Goal of the exercise: From the line with "Where can the mowed" to the final line of the records, reproduce every line exactly and only those lines.

Excerpted data:
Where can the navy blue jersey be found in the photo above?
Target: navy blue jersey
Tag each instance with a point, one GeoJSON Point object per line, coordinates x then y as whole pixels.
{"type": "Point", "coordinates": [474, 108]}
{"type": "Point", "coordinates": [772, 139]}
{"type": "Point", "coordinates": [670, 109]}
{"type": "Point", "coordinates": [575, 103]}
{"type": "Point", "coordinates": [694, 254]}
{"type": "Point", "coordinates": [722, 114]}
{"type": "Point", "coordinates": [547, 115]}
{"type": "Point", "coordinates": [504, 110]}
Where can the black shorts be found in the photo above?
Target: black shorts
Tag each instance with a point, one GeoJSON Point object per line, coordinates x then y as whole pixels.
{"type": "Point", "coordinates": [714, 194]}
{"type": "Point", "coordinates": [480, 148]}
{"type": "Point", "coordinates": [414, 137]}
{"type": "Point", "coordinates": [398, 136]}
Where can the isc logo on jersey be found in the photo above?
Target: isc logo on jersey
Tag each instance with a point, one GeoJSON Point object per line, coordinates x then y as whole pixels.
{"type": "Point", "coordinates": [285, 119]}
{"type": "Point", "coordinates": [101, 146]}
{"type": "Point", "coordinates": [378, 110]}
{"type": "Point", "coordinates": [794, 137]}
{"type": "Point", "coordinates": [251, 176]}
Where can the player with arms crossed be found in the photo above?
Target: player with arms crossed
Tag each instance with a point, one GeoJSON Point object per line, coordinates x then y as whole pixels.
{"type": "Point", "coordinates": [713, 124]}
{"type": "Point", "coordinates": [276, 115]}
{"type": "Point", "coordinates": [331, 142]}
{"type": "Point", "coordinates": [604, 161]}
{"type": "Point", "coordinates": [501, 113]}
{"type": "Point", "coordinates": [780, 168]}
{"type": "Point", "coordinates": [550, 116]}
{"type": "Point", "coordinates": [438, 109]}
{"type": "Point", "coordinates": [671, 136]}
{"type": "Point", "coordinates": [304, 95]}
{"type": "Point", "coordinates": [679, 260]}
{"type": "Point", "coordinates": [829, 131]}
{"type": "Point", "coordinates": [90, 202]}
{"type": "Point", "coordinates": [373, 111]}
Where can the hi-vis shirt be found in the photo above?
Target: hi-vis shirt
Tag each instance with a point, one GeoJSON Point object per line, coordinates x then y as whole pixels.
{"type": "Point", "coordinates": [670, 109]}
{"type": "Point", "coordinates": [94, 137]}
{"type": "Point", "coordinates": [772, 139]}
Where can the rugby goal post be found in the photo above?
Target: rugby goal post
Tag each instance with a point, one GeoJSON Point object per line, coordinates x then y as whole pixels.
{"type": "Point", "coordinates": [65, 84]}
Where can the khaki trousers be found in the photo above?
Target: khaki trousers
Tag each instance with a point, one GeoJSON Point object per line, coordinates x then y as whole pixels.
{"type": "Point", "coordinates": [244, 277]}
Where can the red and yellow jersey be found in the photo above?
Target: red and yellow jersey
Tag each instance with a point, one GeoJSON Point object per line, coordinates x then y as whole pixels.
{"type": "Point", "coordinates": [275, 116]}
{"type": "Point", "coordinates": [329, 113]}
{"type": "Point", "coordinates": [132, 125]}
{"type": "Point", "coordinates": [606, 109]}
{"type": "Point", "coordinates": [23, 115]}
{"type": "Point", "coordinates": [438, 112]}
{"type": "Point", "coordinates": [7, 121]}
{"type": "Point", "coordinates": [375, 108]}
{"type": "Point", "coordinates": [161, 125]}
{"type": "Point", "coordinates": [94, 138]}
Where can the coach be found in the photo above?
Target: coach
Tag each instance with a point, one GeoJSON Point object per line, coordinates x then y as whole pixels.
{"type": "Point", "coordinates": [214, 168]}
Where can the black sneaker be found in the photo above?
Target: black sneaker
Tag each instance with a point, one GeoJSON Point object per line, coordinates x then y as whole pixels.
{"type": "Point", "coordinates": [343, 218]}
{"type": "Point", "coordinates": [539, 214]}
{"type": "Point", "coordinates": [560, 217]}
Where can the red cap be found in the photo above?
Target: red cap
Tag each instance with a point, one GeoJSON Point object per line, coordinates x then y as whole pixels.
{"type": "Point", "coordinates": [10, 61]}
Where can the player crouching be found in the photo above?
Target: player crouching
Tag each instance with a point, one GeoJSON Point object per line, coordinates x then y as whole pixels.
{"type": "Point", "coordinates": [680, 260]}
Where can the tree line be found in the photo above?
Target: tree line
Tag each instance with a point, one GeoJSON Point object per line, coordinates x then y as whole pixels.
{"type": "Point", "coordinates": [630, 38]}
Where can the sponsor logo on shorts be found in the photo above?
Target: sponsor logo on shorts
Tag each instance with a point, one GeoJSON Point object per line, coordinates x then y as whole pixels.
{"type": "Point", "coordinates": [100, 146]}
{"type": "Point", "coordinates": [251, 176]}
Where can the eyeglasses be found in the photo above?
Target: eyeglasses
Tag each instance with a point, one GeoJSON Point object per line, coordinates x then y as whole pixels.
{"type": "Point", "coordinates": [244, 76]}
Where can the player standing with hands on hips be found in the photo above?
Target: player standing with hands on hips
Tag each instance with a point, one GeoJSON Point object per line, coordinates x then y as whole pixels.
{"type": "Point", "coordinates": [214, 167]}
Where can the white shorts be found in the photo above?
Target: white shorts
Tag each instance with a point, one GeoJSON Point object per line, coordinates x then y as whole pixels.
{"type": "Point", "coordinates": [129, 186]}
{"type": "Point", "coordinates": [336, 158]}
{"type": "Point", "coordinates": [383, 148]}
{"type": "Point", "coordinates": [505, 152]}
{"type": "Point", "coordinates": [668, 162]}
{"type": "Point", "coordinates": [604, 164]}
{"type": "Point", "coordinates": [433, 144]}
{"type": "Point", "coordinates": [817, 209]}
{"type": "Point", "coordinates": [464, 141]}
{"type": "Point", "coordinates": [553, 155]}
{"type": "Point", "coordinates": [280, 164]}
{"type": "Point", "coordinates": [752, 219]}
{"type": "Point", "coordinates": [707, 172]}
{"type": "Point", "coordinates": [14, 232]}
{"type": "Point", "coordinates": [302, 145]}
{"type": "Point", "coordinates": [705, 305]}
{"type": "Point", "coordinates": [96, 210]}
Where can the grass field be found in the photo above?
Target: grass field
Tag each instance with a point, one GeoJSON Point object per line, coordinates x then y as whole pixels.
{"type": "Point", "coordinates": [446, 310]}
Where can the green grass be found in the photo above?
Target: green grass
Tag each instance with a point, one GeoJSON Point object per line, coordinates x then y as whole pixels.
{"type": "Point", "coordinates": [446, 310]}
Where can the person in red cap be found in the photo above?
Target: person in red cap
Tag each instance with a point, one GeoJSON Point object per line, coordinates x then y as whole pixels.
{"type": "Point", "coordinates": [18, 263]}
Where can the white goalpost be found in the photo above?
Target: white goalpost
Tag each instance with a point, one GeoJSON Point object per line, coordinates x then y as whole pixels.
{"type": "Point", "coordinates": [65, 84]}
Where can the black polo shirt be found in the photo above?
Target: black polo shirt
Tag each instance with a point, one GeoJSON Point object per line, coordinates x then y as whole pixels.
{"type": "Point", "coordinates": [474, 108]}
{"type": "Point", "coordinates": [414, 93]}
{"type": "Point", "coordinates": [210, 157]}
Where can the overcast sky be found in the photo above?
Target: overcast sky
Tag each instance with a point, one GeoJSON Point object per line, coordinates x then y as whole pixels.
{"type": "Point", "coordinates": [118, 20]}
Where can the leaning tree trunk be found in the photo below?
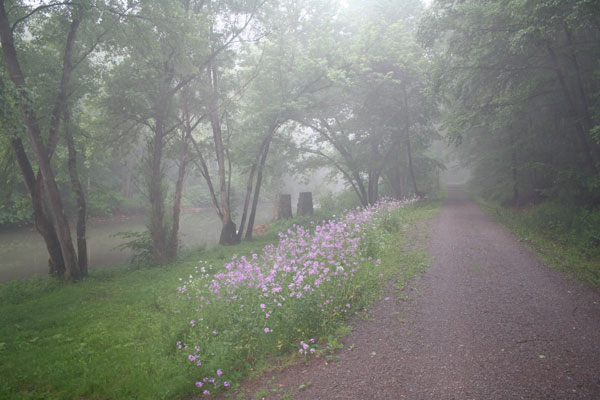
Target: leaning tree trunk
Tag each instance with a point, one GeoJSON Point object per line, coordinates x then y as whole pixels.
{"type": "Point", "coordinates": [228, 231]}
{"type": "Point", "coordinates": [183, 162]}
{"type": "Point", "coordinates": [82, 254]}
{"type": "Point", "coordinates": [305, 205]}
{"type": "Point", "coordinates": [42, 157]}
{"type": "Point", "coordinates": [411, 169]}
{"type": "Point", "coordinates": [157, 228]}
{"type": "Point", "coordinates": [261, 165]}
{"type": "Point", "coordinates": [284, 207]}
{"type": "Point", "coordinates": [43, 225]}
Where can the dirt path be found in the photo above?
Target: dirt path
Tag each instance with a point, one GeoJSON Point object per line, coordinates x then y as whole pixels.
{"type": "Point", "coordinates": [488, 321]}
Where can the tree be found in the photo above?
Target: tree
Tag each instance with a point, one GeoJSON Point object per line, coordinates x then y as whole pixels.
{"type": "Point", "coordinates": [66, 20]}
{"type": "Point", "coordinates": [518, 79]}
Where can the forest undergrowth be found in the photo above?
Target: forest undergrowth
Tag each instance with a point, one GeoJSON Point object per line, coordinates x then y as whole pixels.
{"type": "Point", "coordinates": [566, 238]}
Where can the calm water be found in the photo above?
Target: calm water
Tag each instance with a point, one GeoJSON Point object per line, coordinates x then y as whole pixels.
{"type": "Point", "coordinates": [23, 253]}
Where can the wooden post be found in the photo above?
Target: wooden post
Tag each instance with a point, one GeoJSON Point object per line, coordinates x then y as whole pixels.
{"type": "Point", "coordinates": [305, 206]}
{"type": "Point", "coordinates": [284, 207]}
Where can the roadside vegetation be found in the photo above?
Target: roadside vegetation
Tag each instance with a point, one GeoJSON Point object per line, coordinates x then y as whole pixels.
{"type": "Point", "coordinates": [167, 332]}
{"type": "Point", "coordinates": [567, 239]}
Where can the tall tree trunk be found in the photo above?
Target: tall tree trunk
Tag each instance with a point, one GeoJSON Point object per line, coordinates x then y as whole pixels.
{"type": "Point", "coordinates": [373, 186]}
{"type": "Point", "coordinates": [259, 164]}
{"type": "Point", "coordinates": [581, 136]}
{"type": "Point", "coordinates": [228, 231]}
{"type": "Point", "coordinates": [42, 156]}
{"type": "Point", "coordinates": [183, 162]}
{"type": "Point", "coordinates": [513, 166]}
{"type": "Point", "coordinates": [252, 218]}
{"type": "Point", "coordinates": [82, 255]}
{"type": "Point", "coordinates": [249, 187]}
{"type": "Point", "coordinates": [393, 176]}
{"type": "Point", "coordinates": [410, 167]}
{"type": "Point", "coordinates": [42, 223]}
{"type": "Point", "coordinates": [157, 226]}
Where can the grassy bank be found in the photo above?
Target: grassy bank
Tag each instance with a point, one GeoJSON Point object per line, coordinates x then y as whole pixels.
{"type": "Point", "coordinates": [115, 335]}
{"type": "Point", "coordinates": [561, 245]}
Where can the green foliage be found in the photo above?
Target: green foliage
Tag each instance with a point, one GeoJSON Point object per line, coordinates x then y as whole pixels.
{"type": "Point", "coordinates": [121, 326]}
{"type": "Point", "coordinates": [16, 211]}
{"type": "Point", "coordinates": [565, 237]}
{"type": "Point", "coordinates": [518, 85]}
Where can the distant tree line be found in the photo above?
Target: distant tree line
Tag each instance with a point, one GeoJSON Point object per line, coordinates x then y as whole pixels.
{"type": "Point", "coordinates": [103, 100]}
{"type": "Point", "coordinates": [519, 89]}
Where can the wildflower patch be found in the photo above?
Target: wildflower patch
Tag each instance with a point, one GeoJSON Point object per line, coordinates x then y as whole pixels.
{"type": "Point", "coordinates": [265, 304]}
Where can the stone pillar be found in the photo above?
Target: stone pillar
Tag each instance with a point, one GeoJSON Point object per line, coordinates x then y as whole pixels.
{"type": "Point", "coordinates": [284, 207]}
{"type": "Point", "coordinates": [305, 206]}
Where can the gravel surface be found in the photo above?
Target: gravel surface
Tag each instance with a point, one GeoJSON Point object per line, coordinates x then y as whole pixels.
{"type": "Point", "coordinates": [488, 321]}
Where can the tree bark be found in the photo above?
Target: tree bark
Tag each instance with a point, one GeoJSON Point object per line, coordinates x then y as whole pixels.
{"type": "Point", "coordinates": [157, 226]}
{"type": "Point", "coordinates": [581, 136]}
{"type": "Point", "coordinates": [41, 152]}
{"type": "Point", "coordinates": [284, 207]}
{"type": "Point", "coordinates": [82, 254]}
{"type": "Point", "coordinates": [252, 218]}
{"type": "Point", "coordinates": [411, 169]}
{"type": "Point", "coordinates": [305, 205]}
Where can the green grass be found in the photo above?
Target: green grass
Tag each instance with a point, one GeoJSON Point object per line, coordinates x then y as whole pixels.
{"type": "Point", "coordinates": [557, 249]}
{"type": "Point", "coordinates": [113, 335]}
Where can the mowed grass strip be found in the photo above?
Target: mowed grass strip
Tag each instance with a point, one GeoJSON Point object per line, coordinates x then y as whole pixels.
{"type": "Point", "coordinates": [114, 335]}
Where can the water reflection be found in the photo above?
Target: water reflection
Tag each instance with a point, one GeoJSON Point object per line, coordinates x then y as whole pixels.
{"type": "Point", "coordinates": [23, 253]}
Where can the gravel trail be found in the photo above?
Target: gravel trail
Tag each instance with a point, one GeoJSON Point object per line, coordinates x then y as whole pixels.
{"type": "Point", "coordinates": [487, 321]}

Answer to the exercise:
Where can the mowed grass strip be found in the photo above?
Target: mowed grass strip
Tag each instance with a point, one GeoJSON Point object per line, coordinates x then y as whole pixels.
{"type": "Point", "coordinates": [114, 335]}
Where can the water reflection be found in the photo above?
Target: water reflection
Tag each instance with a point, one GeoJSON Point object per line, coordinates x then y as whole pixels.
{"type": "Point", "coordinates": [23, 253]}
Where can the gravel trail be found in the photo above?
Target: gravel trail
Tag each instance with a point, one GeoJSON Point object per line, coordinates x then y as whole pixels.
{"type": "Point", "coordinates": [487, 321]}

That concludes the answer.